(READING PASSAGE):
[Start of Attachment]
Note above figure. Input both image and label data using tf.concat([input, label]).

  • hint: label tensor has shape of one-hot encoding.
In [ ]:
x = tf.placeholder(tf.float32, [None, n_input]) # image
y = tf.placeholder(tf.float32, [None, n_label]) # label

# your code here
weights = {
    
}

biases = {
    
}

def batch_norm_flat(batch_flat) :
    epsilon = 1e-5
    beta = tf.Variable(tf.constant(0.0, shape=[1]), trainable=True)
    gamma = tf.Variable(tf.constant(1.0, shape=[1]), trainable=True)
    mean, variance = tf.nn.moments(batch_flat, axes=[0])
    return norm_batch

def encoder(x, weights, biases, label):

    return latent

def decoder(latent, weights, biases, label):
   
    return reconst
In [5]:
x = tf.placeholder(tf.float32, [None, n_input])
[End of Attachment]
(EXTRACTED DATA):
[Start of Attachment]
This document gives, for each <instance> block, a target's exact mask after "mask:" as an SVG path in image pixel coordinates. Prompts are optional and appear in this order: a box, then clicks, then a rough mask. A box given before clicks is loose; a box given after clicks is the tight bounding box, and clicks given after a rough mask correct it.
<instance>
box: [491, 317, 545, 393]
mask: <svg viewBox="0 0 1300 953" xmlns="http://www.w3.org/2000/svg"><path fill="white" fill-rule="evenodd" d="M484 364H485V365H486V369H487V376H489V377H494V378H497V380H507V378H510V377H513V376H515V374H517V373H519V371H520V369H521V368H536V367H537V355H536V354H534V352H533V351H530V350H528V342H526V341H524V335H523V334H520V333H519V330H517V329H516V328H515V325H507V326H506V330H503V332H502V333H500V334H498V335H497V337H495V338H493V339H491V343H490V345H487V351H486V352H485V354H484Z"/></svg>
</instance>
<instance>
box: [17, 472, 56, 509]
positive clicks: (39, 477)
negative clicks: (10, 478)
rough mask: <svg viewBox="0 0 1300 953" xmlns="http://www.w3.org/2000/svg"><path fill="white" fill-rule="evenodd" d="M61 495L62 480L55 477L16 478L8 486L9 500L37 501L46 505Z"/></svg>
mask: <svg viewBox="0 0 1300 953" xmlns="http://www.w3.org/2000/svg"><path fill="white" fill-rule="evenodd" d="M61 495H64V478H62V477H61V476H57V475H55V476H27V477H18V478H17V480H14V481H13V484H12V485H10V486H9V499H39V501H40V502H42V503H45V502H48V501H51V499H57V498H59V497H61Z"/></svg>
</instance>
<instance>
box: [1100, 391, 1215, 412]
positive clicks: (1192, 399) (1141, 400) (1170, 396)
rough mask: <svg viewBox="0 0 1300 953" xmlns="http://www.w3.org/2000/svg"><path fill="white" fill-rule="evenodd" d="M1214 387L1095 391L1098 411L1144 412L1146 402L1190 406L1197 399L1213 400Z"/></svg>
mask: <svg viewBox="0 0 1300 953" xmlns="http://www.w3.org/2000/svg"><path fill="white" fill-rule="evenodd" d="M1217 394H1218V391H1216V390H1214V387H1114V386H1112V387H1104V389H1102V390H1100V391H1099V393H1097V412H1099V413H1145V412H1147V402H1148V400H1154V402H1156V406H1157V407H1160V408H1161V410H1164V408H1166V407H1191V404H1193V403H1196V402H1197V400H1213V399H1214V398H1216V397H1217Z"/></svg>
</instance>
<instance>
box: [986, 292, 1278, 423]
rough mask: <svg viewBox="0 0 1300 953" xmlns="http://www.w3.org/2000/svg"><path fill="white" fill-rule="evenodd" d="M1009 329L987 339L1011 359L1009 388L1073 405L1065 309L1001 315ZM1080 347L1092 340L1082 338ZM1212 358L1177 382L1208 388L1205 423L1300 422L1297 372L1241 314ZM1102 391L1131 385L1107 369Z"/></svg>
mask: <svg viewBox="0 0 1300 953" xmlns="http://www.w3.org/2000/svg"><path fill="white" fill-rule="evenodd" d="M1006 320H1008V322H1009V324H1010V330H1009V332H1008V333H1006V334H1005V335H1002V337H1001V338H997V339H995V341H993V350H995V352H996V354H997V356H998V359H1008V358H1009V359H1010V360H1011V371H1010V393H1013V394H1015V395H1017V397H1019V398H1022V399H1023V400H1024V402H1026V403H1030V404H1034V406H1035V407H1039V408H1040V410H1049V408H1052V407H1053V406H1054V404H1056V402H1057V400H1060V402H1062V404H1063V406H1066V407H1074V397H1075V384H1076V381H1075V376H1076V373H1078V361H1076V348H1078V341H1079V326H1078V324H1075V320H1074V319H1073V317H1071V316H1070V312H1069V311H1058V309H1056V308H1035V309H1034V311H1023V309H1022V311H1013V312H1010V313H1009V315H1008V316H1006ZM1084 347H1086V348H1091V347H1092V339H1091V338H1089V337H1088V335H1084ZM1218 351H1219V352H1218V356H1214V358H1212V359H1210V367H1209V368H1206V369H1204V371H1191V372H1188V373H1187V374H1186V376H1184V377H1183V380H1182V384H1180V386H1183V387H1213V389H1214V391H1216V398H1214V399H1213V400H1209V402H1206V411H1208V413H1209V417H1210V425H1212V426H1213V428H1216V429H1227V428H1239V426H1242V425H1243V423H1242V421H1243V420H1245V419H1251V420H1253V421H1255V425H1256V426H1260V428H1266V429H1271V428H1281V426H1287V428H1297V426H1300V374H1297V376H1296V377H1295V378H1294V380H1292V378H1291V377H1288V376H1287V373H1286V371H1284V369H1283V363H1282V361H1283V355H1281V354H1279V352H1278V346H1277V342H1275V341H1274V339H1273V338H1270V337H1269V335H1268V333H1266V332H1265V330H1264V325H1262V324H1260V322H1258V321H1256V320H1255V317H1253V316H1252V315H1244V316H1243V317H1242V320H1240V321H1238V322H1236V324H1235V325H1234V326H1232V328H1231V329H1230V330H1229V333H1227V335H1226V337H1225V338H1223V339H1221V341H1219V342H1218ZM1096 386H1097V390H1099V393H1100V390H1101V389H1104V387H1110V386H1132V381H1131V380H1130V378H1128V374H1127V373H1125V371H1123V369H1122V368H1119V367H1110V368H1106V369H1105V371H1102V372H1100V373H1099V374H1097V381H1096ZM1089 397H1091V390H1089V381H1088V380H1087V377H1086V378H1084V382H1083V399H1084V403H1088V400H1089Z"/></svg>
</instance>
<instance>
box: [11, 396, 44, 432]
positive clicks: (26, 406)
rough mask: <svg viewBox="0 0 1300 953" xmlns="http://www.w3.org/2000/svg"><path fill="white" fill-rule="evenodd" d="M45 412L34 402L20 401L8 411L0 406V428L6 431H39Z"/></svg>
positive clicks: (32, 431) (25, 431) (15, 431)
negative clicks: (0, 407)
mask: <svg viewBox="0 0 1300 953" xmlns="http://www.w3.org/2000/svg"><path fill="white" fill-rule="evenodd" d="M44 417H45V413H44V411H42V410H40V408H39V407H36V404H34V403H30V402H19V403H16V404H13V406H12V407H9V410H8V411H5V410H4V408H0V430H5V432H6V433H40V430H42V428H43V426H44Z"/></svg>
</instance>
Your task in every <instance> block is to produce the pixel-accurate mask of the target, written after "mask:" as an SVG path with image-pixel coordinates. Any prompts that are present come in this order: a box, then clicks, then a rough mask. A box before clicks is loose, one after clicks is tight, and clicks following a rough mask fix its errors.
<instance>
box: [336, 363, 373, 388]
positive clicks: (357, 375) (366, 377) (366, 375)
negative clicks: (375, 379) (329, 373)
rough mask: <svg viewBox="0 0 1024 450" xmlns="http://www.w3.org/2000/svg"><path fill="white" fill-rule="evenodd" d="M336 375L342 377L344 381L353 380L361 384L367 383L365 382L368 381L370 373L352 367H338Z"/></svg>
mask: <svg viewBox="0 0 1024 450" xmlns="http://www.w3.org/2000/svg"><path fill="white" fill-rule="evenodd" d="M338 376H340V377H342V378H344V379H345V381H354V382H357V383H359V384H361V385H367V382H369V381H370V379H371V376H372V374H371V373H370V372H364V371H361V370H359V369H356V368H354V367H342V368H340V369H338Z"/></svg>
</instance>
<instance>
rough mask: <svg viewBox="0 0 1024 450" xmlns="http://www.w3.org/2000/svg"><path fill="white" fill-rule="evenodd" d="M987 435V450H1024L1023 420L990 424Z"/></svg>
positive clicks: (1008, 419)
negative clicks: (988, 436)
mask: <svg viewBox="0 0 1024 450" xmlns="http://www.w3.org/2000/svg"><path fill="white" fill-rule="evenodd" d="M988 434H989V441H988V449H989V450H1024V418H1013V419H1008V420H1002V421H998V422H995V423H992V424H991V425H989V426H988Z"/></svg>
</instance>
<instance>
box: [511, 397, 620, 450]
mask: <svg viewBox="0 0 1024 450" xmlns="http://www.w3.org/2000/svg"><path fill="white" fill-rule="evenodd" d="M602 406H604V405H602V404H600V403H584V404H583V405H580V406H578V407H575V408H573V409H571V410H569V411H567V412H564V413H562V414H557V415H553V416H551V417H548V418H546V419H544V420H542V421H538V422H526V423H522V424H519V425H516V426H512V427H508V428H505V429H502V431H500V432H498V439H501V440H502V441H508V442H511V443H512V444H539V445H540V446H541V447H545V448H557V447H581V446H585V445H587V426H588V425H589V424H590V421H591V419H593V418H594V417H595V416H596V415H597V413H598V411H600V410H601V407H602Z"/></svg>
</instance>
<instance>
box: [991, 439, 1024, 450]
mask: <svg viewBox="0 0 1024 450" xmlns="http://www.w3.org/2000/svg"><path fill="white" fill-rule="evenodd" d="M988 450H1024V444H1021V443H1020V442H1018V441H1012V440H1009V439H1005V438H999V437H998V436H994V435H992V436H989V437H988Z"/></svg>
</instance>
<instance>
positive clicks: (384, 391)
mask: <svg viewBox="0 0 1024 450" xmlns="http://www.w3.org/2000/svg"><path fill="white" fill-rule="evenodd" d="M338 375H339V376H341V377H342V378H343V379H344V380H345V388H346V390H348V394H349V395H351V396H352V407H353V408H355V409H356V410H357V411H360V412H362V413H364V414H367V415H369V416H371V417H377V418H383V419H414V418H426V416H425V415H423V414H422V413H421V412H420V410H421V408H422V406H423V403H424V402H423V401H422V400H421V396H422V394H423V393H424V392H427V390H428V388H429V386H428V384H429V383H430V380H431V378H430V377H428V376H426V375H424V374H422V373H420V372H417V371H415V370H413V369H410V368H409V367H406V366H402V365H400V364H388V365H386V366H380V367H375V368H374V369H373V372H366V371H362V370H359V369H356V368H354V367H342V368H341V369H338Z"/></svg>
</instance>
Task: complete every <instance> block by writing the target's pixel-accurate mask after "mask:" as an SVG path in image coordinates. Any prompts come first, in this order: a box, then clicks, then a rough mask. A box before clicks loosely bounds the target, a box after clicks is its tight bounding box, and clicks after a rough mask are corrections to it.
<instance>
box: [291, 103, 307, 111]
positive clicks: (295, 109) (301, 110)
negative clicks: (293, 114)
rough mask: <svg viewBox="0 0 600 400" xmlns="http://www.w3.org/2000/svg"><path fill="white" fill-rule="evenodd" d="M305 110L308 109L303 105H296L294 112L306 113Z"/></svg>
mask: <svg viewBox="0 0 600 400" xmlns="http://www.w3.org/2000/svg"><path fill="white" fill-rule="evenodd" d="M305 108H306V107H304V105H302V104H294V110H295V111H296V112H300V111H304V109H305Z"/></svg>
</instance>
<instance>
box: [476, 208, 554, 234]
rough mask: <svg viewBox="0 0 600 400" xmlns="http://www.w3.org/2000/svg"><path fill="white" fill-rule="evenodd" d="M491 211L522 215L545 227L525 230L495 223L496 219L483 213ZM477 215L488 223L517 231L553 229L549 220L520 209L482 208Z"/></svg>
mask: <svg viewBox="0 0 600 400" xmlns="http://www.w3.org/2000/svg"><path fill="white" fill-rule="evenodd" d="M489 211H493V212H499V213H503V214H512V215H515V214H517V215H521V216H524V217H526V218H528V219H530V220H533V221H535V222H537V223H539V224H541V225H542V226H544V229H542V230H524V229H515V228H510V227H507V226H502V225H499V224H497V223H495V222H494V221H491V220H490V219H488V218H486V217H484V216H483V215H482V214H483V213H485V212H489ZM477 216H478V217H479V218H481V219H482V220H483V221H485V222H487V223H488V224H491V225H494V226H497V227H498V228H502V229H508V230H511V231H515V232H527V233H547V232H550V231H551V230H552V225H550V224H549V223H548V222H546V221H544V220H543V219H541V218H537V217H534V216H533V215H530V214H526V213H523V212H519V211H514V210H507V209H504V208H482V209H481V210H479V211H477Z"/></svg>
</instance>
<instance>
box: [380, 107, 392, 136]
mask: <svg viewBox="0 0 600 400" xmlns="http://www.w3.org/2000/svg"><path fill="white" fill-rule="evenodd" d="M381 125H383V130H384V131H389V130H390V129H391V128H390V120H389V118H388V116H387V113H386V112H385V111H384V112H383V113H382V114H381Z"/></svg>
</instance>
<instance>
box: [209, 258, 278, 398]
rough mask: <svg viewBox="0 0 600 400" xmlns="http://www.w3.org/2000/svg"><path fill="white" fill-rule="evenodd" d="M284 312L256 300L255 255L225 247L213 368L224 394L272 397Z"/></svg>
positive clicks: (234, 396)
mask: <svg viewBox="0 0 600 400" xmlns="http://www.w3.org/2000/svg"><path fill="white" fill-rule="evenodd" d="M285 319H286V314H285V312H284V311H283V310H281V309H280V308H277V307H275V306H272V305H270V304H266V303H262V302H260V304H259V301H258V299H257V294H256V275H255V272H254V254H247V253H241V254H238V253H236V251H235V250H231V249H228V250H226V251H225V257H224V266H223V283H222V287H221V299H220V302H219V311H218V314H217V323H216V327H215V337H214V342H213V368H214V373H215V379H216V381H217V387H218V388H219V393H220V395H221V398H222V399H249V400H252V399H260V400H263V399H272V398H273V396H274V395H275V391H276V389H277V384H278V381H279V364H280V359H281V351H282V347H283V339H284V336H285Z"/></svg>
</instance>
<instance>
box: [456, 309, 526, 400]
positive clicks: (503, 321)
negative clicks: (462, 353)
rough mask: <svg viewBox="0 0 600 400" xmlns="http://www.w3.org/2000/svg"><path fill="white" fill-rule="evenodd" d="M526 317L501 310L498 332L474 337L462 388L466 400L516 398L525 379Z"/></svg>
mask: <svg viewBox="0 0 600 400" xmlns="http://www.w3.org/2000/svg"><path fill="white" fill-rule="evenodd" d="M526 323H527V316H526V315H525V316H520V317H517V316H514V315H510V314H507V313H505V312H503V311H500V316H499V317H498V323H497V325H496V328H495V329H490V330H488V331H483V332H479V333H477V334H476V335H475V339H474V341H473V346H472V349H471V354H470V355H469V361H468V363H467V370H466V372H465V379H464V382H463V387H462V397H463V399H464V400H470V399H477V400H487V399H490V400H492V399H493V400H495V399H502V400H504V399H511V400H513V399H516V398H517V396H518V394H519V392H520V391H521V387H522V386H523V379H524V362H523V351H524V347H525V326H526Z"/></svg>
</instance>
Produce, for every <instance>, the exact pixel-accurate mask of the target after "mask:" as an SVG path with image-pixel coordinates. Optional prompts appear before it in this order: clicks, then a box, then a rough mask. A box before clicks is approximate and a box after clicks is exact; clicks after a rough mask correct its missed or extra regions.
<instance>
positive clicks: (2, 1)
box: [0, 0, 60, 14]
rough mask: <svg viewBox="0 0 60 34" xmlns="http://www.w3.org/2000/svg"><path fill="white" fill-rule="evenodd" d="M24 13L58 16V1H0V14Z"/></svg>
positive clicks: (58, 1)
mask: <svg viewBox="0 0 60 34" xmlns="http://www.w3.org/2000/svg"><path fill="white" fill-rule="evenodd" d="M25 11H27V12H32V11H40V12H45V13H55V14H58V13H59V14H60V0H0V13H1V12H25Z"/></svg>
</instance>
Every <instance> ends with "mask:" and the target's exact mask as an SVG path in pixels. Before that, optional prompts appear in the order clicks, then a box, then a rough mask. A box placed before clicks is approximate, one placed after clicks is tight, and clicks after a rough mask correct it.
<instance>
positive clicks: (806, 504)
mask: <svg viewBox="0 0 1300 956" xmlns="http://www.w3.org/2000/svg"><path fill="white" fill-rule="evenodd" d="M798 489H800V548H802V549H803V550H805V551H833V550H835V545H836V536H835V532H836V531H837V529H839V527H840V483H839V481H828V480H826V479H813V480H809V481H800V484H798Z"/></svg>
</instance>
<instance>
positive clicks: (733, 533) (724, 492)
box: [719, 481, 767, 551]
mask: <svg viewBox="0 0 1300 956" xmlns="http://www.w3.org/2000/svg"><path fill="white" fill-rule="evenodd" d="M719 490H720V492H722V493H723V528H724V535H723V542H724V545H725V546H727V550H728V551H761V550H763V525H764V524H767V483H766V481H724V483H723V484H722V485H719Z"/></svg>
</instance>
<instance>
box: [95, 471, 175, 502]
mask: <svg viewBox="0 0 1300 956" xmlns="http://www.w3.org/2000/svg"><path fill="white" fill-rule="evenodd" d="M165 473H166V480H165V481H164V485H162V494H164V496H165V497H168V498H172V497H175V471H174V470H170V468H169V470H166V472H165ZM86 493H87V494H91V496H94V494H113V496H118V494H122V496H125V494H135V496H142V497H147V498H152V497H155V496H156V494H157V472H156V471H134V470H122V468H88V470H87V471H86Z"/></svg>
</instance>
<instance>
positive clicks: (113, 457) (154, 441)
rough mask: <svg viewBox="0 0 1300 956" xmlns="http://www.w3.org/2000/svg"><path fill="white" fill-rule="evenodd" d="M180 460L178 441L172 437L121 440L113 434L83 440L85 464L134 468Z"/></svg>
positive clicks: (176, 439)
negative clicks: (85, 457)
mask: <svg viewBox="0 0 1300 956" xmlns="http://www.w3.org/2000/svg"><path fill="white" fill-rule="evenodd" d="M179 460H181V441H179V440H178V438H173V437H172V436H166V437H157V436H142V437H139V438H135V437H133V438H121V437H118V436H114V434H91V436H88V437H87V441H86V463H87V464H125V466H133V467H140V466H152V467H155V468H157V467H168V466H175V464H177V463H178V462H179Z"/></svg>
[End of Attachment]
(INSTRUCTIONS TO FOLLOW): Can you copy, word for word, the stretch of the TensorFlow notebook excerpt from "# your code" through "tf.Variable(tf.constant(0.0, shape=[1]), trainable=True)"? The items have no connection to the TensorFlow notebook excerpt.

(RESULT):
# your code here
weights = {
    
}

biases = {
    
}

def batch_norm_flat(batch_flat) :
    epsilon = 1e-5
    beta = tf.Variable(tf.constant(0.0, shape=[1]), trainable=True)